### Records
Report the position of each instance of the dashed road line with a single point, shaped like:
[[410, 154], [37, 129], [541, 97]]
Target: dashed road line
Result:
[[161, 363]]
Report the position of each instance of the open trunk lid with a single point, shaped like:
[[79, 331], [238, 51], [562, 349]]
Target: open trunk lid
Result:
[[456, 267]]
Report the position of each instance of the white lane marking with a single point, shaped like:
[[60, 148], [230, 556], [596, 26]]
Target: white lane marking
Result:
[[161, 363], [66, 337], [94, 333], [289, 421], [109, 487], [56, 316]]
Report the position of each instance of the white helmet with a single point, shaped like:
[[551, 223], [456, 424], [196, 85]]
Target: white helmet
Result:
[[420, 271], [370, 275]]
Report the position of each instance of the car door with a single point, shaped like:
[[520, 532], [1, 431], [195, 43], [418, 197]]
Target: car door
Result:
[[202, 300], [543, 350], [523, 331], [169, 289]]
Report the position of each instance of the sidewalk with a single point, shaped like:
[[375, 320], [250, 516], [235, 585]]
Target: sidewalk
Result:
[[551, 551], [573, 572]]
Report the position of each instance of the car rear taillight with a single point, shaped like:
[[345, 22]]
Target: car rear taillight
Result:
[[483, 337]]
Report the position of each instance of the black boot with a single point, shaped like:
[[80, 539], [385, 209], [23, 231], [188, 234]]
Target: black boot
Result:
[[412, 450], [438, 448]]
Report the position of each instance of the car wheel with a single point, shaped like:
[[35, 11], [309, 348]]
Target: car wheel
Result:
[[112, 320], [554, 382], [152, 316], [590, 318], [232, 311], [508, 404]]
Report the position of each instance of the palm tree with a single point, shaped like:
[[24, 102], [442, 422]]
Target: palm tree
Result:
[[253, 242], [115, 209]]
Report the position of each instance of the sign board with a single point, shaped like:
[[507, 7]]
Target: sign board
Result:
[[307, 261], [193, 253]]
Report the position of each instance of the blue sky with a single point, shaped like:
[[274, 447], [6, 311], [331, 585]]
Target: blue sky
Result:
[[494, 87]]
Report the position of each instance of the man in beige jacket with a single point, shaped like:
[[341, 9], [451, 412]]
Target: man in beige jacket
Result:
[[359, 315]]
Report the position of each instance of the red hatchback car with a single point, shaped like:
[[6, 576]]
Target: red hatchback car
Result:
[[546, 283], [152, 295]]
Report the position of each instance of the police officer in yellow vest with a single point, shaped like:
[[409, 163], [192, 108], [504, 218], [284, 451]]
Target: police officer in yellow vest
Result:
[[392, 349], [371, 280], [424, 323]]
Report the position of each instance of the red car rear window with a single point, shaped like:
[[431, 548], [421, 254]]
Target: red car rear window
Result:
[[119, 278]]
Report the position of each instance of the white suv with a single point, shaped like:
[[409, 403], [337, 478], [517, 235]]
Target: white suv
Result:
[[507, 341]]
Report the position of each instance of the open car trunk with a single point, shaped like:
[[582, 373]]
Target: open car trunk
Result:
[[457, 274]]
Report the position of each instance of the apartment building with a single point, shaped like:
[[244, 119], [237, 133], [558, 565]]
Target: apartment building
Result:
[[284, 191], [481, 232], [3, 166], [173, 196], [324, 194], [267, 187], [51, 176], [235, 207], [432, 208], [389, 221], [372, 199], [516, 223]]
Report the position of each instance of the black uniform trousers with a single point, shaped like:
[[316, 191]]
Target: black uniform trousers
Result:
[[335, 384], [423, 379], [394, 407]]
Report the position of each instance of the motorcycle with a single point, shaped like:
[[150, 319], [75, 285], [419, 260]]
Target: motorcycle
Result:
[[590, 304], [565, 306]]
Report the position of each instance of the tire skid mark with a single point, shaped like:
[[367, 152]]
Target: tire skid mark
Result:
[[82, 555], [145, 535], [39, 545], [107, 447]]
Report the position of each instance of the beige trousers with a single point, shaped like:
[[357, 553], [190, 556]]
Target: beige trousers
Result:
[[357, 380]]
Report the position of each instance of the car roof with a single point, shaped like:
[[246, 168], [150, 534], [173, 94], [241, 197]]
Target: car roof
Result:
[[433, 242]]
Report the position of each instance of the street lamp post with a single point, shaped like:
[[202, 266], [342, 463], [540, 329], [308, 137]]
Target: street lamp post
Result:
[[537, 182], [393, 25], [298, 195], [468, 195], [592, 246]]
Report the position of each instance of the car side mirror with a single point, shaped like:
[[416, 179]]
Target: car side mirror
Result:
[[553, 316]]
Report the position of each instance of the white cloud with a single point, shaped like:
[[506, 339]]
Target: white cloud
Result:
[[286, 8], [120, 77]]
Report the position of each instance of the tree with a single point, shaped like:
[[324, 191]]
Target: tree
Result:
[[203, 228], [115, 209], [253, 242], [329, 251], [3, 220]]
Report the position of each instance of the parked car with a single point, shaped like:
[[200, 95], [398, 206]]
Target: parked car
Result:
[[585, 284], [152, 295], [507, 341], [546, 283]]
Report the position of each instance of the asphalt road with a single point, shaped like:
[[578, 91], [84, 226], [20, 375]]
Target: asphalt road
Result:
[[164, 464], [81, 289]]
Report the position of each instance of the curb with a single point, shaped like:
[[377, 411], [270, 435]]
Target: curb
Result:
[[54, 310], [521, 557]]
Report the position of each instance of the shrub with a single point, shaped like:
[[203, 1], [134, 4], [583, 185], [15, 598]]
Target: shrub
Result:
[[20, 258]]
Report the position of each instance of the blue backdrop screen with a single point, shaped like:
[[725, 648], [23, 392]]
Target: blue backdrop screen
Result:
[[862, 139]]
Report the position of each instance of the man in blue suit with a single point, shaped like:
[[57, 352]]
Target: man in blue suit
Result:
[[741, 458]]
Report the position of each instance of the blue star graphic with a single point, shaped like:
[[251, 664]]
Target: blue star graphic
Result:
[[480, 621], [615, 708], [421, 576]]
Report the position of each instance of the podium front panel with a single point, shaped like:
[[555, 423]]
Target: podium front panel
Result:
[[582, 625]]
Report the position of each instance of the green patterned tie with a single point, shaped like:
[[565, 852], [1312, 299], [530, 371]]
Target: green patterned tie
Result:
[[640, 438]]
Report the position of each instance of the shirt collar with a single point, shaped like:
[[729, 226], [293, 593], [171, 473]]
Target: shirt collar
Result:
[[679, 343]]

### Exercise task
Reproduce all of the records above word for word, without leaving out or changing anything.

### The reply
Report the position of each instance of the dashed road line with a single point, shaped like:
[[410, 154], [37, 129], [541, 97]]
Target: dashed road line
Result:
[[161, 363]]
Report the position of each instance of the open trunk lid with a single point, shaped like:
[[79, 331], [238, 51], [562, 349]]
Target: open trunk lid
Result:
[[456, 267]]
Report the position of each instance of the white lane marking with a single point, shaped like:
[[60, 148], [230, 556], [596, 26]]
Target: white lane marking
Result:
[[161, 363], [66, 337], [94, 333], [289, 421], [109, 487], [56, 316]]
Report the position of each instance of the white helmet with a single point, shaped like:
[[551, 223], [456, 424], [196, 85]]
Target: white helmet
Result:
[[420, 271], [370, 275]]
Report the position of each instance of the car door with a single point, shaped like:
[[520, 532], [1, 431], [195, 43], [418, 197]]
Target: car door
Result:
[[202, 300], [543, 350], [523, 331], [169, 289]]
Report the position of each instance of the sidewalk with a single point, shaped like:
[[375, 320], [250, 516], [235, 585]]
Target: sidewalk
Result:
[[551, 551], [573, 572]]
Report the position of each instance of the car rear taillight with a single point, shaped like:
[[345, 22]]
Target: car rear taillight
Result:
[[483, 337]]
Report the position of each instance of the black boot with a single point, shaped like:
[[80, 539], [385, 209], [23, 231], [188, 234]]
Target: black boot
Result:
[[412, 450], [438, 448]]
Report the position of each instance of the car wheel with a single point, shaped like:
[[35, 11], [309, 348]]
Target: car wheel
Result:
[[112, 320], [554, 382], [152, 316], [590, 318], [232, 311], [508, 404]]
Report the position of each instance of the palm tree with a single point, shaped like:
[[24, 102], [442, 422]]
Target: palm tree
Result:
[[253, 242], [115, 209]]
Report the position of each instance of the sign board with a single point, shaped like:
[[507, 7]]
Target: sign board
Result:
[[307, 261], [193, 253]]
Report the position of each instance of the blue sky with a single point, shaped like:
[[274, 447], [6, 311], [331, 585]]
Target: blue sky
Result:
[[494, 87]]
Report the position of each instance of the man in beige jacket with a single point, shaped like:
[[341, 9], [451, 412]]
Target: man in beige jacket
Result:
[[359, 315]]
Report the position of each instance of the red hatchback car with a single point, shaped like:
[[6, 576]]
Target: red hatchback car
Result:
[[546, 283], [152, 295]]
Report the position of each instance of the police officer in yellow vest with a single point, shaped like:
[[409, 163], [192, 108], [504, 218], [284, 451]]
Target: police officer in yellow vest
Result:
[[392, 349], [371, 280], [424, 323]]
Report the position of each instance of the red car rear window with a single point, shaped like:
[[431, 548], [421, 254]]
Target: red car rear window
Result:
[[119, 278]]
Report the position of each instance of the white suv with a single point, shaped like:
[[409, 403], [337, 478], [517, 235]]
Target: white suv
Result:
[[507, 341]]
Report the position of each instance of the open car trunk with a single point, shaped like:
[[582, 373]]
Target: open car trunk
Result:
[[457, 274]]
Report the position of each instance of the apartment building with a single point, shaped like:
[[244, 119], [237, 133], [558, 565]]
Target: apartment building
Result:
[[284, 191], [481, 232], [3, 166], [173, 196], [324, 194], [267, 187], [51, 176], [235, 207], [432, 208], [389, 221], [372, 199], [516, 223]]
Report the position of each instance of the black uniform trousers with a single point, shaped like:
[[316, 191]]
Target: black uniform trousers
Result:
[[335, 384], [423, 379], [394, 407]]
Report the position of each instance of the motorcycle with a single point, shaped like:
[[150, 319], [75, 285], [419, 260]]
Target: motorcycle
Result:
[[590, 304], [565, 306]]
Report the position of each instance of the tire skid mark with a single point, shaped like:
[[367, 152]]
Target: tire skid mark
Result:
[[82, 555], [145, 535], [39, 545], [107, 447]]
Report the position of each instance of the beige trousers with a single point, shaped like:
[[357, 553], [190, 556]]
Target: beige trousers
Result:
[[357, 380]]
Report the position of each instance of the car roof with a single point, shaped like:
[[246, 168], [150, 534], [173, 94], [241, 197]]
Target: car roof
Result:
[[433, 242]]
Report the position of each instance of the street lamp post with a single point, shaped like:
[[202, 266], [342, 463], [540, 329], [308, 137]]
Target: street lamp post
Result:
[[537, 182], [393, 25], [298, 195], [468, 195], [592, 246]]
Report the position of each instance of the car side mirror with a single point, shaped like:
[[416, 179]]
Target: car side mirror
Result:
[[553, 316]]
Report the position of each instance of the white cloud with a single point, shaped like:
[[506, 339]]
Target: white cloud
Result:
[[286, 8], [120, 77]]
Report the position of each instance of the tree with a single point, shaped like:
[[324, 191]]
Target: tree
Result:
[[203, 228], [115, 209], [253, 242], [329, 251], [3, 220]]
Report the position of each instance of the parked car with a single point, shaped like:
[[200, 95], [398, 206]]
Target: parked car
Result:
[[585, 284], [152, 295], [507, 341], [546, 283]]
Report the position of each instance of the asphalt road with a single point, shaped like:
[[578, 91], [84, 226], [20, 375]]
Target: asphalt road
Result:
[[164, 464], [81, 289]]
Report the position of each instance of the curb with a single point, shaped like:
[[377, 411], [270, 435]]
Target: curb
Result:
[[54, 310], [521, 557]]
Report the position of each instance of the shrub with a single point, shaped like:
[[203, 1], [134, 4], [583, 185], [15, 598]]
Target: shrub
Result:
[[20, 258]]
Report the position of each instance of the blue backdrop screen with a single point, shaped like:
[[725, 648], [23, 392]]
Target: blue backdrop screen
Result:
[[862, 139]]
Report the position of each instance of the man in blue suit with a single point, shaped like:
[[57, 352]]
Target: man in blue suit
Result:
[[741, 458]]
Report the position of each instance of the blue star graphic with a single point, shaped like:
[[251, 664]]
Target: blue star graphic
Result:
[[480, 621], [615, 708], [421, 576]]
Report the position of each instance of the podium front panel with a single point, shaped like:
[[555, 423]]
Target: podium front panel
Result:
[[582, 625]]
Report the position of each instance of the green patterned tie with a single point, shaped like:
[[565, 852], [1312, 299], [530, 371]]
Target: green patterned tie
Result:
[[640, 438]]
Report the position of each instance of the shirt collar with a single point, shaped like:
[[729, 226], [293, 593], [171, 473]]
Target: shirt collar
Result:
[[679, 343]]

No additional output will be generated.